— Start Extract to read —

ZmnSCPxj [ARCHIVE] on Nostr: 📅 Original date posted:2023-09-18 🗒️ Summary of this message: A covenant tree ...

📅 Original date posted:2023-09-18
🗒️ Summary of this message: A covenant tree can create channels for casual users without requiring signatures, but it doesn't provide long-term scaling benefits. Adding a deadline can achieve long-term scaling.
📝 Original message:
Good morning John,

> On the other hand, if the consensus rules are changed to allow even simple covenants, this scaling bottleneck is eliminated.
> The key observation is that with covenants, a casual user can co-own an off-chain Lightning channel without having to sign all (or any) of the transactions on which it depends.
> Instead, a UTXO can have a covenant that guarantees the creation of the casual user's channel.
> The simplest way to have a single UTXO create channels for a large number of casual users is to put a covenant on the UTXO that forces the creation of a tree of transactions, the leaves of which are the casual users' channels.
>
> While such a covenant tree can create channels for millions of casual users without requiring signatures or solving a difficult group coordination problem, it's not sufficient for scaling.

— End Extract to read —
— Start Entries shown —

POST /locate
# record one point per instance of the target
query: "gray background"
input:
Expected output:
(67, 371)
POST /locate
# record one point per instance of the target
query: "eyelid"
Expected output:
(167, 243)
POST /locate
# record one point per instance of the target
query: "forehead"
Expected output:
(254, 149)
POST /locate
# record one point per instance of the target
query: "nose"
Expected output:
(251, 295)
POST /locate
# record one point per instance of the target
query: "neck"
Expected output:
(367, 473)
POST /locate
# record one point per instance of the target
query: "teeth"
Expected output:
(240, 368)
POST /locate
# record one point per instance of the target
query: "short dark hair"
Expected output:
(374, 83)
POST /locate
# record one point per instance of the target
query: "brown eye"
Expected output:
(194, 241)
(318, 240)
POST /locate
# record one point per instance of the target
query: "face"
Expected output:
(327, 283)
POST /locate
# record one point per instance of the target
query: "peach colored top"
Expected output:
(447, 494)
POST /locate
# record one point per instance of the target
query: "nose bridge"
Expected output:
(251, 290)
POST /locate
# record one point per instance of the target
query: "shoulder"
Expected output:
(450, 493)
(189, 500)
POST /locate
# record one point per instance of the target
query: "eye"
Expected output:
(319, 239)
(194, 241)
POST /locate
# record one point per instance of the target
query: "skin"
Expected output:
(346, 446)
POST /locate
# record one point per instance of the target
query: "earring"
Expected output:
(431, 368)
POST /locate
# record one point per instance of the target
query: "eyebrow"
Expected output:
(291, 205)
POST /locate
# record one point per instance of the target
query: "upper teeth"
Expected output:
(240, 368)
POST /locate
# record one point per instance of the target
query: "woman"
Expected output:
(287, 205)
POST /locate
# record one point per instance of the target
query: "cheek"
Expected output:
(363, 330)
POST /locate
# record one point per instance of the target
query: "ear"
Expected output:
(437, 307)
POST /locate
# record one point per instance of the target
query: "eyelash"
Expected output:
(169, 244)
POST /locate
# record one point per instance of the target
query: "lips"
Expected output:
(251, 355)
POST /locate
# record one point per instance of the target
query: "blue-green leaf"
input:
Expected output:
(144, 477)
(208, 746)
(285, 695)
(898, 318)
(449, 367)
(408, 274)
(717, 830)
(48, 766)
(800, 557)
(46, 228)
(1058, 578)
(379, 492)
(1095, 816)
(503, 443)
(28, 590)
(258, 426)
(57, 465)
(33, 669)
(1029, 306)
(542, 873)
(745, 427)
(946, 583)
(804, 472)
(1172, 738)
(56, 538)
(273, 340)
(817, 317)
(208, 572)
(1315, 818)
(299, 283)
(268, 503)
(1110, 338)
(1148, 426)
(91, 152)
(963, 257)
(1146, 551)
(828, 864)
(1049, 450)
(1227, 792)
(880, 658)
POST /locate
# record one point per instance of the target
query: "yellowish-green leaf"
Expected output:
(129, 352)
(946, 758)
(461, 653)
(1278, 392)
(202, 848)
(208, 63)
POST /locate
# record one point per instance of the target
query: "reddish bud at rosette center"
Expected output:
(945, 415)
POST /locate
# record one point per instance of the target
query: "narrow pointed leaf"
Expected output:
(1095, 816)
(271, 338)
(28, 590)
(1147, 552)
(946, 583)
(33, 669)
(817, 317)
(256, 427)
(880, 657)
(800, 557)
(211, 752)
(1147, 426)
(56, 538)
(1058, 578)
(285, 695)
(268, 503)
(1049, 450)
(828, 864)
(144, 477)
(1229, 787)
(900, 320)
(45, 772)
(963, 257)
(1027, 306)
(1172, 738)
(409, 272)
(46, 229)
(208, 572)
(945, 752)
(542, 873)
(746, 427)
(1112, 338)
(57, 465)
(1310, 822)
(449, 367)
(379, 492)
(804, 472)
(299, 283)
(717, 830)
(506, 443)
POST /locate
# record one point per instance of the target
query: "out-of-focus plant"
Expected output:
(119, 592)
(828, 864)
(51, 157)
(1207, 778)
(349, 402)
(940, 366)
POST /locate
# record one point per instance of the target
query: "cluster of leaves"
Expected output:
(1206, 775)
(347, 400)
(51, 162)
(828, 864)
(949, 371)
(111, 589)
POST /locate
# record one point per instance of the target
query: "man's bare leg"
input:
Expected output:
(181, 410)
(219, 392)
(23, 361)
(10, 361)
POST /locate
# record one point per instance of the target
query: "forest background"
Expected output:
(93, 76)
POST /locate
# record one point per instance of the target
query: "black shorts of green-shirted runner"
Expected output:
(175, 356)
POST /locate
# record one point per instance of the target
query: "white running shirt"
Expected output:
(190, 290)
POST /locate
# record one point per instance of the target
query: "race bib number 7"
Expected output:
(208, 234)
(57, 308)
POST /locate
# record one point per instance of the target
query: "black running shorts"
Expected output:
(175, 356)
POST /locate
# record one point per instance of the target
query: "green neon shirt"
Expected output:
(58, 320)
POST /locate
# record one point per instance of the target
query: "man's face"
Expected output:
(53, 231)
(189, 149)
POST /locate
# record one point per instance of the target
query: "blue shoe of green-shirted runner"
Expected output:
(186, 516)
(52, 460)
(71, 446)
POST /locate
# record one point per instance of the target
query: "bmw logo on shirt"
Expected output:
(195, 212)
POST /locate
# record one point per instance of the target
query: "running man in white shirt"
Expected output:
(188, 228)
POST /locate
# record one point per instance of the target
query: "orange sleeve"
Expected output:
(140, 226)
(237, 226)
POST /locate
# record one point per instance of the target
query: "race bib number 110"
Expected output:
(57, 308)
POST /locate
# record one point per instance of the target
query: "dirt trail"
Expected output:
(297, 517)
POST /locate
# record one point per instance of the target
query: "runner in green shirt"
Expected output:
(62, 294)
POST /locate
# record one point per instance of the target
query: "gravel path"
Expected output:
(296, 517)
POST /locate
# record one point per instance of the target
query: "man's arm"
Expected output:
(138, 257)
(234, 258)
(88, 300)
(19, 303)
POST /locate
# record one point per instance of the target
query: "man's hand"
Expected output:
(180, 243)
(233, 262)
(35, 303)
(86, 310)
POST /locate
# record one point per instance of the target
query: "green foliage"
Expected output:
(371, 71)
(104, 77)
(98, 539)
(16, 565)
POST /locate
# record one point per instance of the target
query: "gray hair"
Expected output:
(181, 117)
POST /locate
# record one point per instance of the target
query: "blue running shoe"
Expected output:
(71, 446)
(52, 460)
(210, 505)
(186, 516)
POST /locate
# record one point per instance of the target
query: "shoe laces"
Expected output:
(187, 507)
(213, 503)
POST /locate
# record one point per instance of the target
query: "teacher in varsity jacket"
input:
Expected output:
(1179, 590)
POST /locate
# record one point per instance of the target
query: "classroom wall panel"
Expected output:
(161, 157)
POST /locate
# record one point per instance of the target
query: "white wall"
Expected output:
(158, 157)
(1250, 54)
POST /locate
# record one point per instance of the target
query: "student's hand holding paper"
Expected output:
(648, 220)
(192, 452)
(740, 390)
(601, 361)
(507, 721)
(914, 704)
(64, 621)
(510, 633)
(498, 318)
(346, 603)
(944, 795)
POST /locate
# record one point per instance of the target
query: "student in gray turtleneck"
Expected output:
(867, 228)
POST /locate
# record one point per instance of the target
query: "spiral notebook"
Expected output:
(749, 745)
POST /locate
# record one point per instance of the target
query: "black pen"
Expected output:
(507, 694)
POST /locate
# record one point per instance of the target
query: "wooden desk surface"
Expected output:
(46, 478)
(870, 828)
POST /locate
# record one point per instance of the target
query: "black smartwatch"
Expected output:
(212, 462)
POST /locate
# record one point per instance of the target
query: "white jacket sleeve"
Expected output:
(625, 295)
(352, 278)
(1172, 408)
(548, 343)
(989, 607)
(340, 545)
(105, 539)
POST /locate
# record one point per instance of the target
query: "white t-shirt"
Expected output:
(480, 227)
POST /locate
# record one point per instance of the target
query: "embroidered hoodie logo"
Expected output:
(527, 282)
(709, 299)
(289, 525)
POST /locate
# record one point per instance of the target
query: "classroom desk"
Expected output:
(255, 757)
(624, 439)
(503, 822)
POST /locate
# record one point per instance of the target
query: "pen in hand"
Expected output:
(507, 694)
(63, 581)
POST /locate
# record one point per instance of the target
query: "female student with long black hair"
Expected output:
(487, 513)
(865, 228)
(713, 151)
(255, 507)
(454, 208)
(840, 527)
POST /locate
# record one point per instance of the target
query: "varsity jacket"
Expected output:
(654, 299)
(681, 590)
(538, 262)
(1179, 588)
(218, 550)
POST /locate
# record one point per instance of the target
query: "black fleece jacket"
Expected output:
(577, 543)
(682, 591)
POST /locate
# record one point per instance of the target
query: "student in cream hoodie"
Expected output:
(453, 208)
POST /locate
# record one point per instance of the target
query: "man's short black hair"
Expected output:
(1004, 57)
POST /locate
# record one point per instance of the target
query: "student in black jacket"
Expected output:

— End Entries shown —

▶ [Stated task 1]:
Based on the archived covenant message, decide whether each statement agrees with it, giving yes or no and quoting the deciding words: (a) The original message was posted on 2023-09-18. (b) With covenants, a casual user must sign every transaction that the channel depends on. (c) The quoted passage says a covenant tree is enough for scaling.
▶ [Stated task 2]:
In the archived covenant message, what are the leaves of the tree of transactions that the covenant forces?
▶ [Stated task 3]:
Write out the part of the archived covenant message starting at "ZmnSCPxj [ARCHIVE] on" and ending at "bottleneck is eliminated.".
The records are separate material with no connection to the text.

▶ [Correct response 1]:
(a) Yes: "Original date posted:2023-09-18"
(b) No: "without having to sign all (or any) of the transactions on which it depends"
(c) No: "it's not sufficient for scaling"

▶ [Correct response 2]:
The casual users' channels.

▶ [Correct response 3]:
ZmnSCPxj [ARCHIVE] on Nostr: 📅 Original date posted:2023-09-18 🗒️ Summary of this message: A covenant tree ...

📅 Original date posted:2023-09-18
🗒️ Summary of this message: A covenant tree can create channels for casual users without requiring signatures, but it doesn't provide long-term scaling benefits. Adding a deadline can achieve long-term scaling.
📝 Original message:
Good morning John,

> On the other hand, if the consensus rules are changed to allow even simple covenants, this scaling bottleneck is eliminated.